SOURCE DOCUMENT:
* * * * *

Mark Twain's "Old Times on the Mississippi," a series of sketches about
his days as a cub river pilot, were published by the Atlantic in seven monthly installments beginning in January, 1875.
Though not quite his debut there, the Atlantic
sketches are regarded as Twain's entry to the East Coast literary
establishment. Immediately pirated by the major newspapers, they also helped
consolidate Twain's fame across the U.S., as they did across England when
published there in 1877 as Mark Twain's
Mississippi (a detail from the cover appears at left).
The "Old Times"
sketches also consolidated Twain's lasting relationship with Atlantic editor William Dean Howells. In
My Mark Twain (1910), Howells claims
that, in fact, the clubbish Boston-New York literary crowd never really warmed
to his friend. "I cannot say just why Clemens seemed not to hit the favor
of our community of scribes and scholars," confides Howells, "…but it
is certain he did not, and I had better say so."
The rejection was puzzling
for Twain also, no more so than after his most celebrated shunning, an 1877
banquet in honor of John Greenleaf Whittier's seventieth birthday. Because "Old
Times" and then Tom Sawyer had
Twain riding a wave of international fame, he had been asked to speak at the
prestigious affair, attended by such other great and triple-named as Ralph
Waldo Emerson, Oliver Wendell Holmes, and Henry Wadsworth Longfellow. This was
a literary Mount Rushmore into which Samuel Langhorne Clemens no doubt hoped to
carve a place. But it was also the sort of event that brought out Mark Twain's
idol-toppling spirit.
The yarn Twain decided to
spin describes the stormy night he was forced to seek refuge in an old
prospector's lonely log cabin. The prospector reveals that just the night
before Emerson, Holmes, and Longfellow had also come by, and their drinking,
card-playing, and pompous self-quoting had stretched his frontier hospitality
to the breaking point:
…However,
I started to get out my bacon and beans, when Mr. Emerson came and looked on a
while, and then he takes me aside by the button-hole and says:
"Give
me agates for my meat;
Give
me cantharides to eat;
From
air and ocean bring me foods,
From
all zones and altitudes."

* * * * *

GIVEN INFORMATION:
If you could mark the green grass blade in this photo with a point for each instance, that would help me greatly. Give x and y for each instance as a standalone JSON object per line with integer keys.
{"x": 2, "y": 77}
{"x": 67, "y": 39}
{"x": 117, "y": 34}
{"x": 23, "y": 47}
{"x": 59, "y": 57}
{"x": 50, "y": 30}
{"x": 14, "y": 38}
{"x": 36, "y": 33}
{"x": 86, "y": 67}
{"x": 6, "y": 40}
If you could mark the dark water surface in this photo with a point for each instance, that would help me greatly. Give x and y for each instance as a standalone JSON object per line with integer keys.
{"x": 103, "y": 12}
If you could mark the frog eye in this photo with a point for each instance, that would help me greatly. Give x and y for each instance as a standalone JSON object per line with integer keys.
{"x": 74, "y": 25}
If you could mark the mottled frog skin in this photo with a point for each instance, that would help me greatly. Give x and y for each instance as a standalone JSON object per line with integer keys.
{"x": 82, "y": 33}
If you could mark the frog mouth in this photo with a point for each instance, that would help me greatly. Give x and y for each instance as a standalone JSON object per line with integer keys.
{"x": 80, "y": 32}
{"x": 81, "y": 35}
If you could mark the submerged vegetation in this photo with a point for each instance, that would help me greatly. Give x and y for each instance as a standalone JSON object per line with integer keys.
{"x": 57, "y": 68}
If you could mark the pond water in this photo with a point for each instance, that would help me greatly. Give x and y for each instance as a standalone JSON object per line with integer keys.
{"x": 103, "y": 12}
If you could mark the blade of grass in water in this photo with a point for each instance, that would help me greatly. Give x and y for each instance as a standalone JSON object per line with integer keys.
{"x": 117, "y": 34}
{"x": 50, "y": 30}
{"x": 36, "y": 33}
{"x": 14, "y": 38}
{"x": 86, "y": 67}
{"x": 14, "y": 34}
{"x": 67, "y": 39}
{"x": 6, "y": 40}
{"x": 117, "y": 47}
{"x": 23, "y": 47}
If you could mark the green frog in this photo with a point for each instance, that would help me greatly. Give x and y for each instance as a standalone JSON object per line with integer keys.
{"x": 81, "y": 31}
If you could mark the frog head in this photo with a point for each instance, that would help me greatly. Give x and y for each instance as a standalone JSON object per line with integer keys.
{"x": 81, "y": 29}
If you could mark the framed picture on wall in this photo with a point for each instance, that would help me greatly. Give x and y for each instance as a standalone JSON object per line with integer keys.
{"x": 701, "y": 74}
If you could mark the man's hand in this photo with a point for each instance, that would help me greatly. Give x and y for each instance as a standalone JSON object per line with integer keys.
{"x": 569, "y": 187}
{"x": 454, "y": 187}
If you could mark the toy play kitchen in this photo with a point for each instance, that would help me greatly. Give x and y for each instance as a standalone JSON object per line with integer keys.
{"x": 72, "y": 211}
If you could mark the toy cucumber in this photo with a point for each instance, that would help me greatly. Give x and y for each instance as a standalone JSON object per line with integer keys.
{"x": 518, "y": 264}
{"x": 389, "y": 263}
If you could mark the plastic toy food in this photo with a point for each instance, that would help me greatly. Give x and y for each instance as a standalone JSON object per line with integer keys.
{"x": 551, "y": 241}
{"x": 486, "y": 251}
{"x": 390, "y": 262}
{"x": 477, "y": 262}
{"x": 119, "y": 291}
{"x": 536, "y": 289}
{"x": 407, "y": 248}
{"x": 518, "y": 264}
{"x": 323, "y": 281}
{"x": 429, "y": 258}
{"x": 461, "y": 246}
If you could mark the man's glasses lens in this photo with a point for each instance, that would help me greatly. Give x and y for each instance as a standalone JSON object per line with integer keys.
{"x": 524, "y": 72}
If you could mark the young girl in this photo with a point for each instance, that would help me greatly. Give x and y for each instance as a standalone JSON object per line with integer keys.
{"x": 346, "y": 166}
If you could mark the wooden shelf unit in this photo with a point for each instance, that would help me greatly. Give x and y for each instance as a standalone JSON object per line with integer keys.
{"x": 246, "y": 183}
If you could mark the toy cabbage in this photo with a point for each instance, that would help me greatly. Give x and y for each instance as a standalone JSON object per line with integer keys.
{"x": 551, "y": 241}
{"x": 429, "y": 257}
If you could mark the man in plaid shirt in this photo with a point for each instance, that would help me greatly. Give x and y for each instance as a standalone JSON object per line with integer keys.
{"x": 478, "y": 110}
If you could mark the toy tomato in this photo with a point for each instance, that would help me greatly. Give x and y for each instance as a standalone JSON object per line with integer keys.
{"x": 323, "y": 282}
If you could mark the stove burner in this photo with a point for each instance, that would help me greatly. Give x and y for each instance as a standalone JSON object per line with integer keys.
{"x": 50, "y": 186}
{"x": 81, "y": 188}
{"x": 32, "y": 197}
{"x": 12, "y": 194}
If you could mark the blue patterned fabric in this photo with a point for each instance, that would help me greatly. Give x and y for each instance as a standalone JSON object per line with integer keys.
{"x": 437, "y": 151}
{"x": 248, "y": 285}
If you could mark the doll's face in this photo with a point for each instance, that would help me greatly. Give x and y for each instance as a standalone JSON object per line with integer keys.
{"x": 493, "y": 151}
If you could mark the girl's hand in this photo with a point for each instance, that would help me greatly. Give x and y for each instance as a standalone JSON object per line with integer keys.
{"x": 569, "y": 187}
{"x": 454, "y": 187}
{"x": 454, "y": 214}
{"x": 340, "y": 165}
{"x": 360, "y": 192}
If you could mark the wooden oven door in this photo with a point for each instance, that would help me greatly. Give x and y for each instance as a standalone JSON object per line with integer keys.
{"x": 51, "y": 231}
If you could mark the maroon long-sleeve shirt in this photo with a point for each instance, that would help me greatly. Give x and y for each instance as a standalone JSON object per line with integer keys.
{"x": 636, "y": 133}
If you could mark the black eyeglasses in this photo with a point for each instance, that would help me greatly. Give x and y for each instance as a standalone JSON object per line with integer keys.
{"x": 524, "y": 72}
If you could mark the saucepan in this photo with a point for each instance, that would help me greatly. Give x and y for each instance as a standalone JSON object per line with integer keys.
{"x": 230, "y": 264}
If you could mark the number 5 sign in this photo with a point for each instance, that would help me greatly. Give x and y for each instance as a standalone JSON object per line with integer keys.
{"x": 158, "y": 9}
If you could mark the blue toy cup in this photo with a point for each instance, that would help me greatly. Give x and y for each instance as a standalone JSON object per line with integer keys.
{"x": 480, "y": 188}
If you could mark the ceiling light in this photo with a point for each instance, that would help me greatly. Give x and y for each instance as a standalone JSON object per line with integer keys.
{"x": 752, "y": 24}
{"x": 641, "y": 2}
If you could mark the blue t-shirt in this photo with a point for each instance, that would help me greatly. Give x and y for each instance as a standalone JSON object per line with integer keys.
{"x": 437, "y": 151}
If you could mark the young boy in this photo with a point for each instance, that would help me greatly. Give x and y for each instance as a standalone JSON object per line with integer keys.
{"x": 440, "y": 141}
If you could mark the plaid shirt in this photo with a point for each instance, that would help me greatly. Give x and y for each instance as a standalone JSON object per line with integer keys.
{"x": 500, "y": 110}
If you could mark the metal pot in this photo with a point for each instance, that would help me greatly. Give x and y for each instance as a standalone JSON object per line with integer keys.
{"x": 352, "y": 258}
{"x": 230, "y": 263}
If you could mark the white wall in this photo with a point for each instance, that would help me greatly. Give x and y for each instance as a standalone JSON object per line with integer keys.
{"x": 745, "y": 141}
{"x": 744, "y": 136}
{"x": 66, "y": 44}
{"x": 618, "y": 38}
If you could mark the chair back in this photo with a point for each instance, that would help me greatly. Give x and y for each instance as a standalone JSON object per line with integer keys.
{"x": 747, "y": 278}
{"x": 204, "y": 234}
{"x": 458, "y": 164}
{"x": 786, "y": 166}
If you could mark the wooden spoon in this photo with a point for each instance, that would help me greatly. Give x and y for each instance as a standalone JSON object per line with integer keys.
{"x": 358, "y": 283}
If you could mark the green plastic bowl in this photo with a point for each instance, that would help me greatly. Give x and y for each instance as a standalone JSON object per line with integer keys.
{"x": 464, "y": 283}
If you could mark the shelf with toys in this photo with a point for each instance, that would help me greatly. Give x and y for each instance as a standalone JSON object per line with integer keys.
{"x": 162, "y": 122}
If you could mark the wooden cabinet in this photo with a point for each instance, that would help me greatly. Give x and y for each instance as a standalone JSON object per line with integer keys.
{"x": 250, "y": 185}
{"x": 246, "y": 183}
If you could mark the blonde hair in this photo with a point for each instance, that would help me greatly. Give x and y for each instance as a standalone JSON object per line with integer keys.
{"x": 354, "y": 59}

* * * * *

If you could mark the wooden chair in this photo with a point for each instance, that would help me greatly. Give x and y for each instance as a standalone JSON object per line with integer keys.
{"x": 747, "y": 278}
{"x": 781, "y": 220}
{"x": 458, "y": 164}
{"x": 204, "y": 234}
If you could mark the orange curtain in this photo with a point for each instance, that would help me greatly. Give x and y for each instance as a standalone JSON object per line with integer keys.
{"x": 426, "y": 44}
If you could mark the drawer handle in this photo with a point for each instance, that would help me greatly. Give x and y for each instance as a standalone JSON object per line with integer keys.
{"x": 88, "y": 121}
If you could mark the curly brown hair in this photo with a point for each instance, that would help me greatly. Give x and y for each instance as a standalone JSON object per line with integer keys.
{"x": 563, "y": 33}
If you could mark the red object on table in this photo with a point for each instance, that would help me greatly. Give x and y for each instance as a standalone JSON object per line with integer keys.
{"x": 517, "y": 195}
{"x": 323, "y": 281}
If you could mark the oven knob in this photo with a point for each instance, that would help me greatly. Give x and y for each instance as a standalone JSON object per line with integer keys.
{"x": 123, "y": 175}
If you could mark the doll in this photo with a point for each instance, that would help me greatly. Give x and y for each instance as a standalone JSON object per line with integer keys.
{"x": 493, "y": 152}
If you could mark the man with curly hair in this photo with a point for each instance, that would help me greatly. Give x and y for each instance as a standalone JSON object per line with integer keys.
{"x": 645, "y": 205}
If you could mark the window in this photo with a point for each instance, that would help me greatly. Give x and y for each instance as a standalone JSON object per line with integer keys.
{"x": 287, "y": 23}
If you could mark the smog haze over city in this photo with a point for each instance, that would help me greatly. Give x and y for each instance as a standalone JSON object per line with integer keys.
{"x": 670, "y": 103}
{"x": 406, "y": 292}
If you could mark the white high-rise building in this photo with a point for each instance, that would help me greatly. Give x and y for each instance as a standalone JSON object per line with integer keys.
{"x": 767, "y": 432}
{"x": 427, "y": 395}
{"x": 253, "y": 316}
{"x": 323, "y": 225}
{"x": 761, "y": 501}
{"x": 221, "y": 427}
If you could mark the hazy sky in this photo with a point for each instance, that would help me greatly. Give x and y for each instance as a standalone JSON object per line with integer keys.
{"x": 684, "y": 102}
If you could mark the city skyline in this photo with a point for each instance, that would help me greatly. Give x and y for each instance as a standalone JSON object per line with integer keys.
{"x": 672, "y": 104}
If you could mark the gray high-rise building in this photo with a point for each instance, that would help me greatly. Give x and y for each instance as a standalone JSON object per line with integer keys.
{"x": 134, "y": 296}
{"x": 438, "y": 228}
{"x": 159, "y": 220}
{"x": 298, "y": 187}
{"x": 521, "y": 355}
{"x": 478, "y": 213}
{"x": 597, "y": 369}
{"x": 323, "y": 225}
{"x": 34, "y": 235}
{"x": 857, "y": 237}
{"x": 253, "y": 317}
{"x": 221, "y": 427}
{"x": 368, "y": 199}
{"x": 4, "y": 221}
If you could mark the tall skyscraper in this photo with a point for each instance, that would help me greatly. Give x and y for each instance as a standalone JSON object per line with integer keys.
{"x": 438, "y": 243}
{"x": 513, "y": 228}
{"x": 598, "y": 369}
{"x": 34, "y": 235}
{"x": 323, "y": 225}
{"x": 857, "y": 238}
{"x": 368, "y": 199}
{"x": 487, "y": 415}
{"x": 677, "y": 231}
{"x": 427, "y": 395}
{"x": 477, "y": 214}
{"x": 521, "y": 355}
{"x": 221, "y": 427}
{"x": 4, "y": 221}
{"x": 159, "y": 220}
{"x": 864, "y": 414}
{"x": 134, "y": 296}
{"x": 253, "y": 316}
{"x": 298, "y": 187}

* * * * *

WORK TASK 1:
Please translate this sentence from the Mark Twain article into Spanish: "This was a literary Mount Rushmore into which Samuel Langhorne Clemens no doubt hoped to carve a place."
WORK TASK 2:
Pick up the Mark Twain article right after its last line and keep writing.

FINAL ANSWER 1:
Se trataba de un Monte Rushmore literario en el que, sin duda, Samuel Langhorne Clemens esperaba labrarse un lugar.

FINAL ANSWER 2:
Says
I, "Mr. Emerson, if you'll excuse me, this ain't no hotel." You see
it sort of riled me; I wasn't used to the ways of littery swells.
When Longfellow steps in,
chanting from "The Song of Hiawatha," he also gets the hook:
"Begging your pardon, Mr. Longfellow, if you'll be so kind as to hold your
yawp for about five minutes and let me get this grub ready, you'll do me
proud." After a full night of Emerson, Holmes, and Longfellow trying to
out-drink and out-rhyme each other, and now Twain threatening more of the same,
the prospector decides to pull up stakes: "I'm agoing to move—I ain't
suited to a literary atmosphere."
The newspapers, Howells,
and many guests reported that Twain's irreverence was received in open-mouthed,
plate-staring silence by all present. Years later Twain was still amazed
"that they didn't shout with laughter, and those deities the loudest of
them all."
Steve King contributes Daybook to the Barnes & Noble Review and teaches in the English Department of Memorial University in St. John's, Newfoundland. His literary daybook began as a radio series syndicated nationally in Canada. He can be found online at http://www.todayinliterature.com.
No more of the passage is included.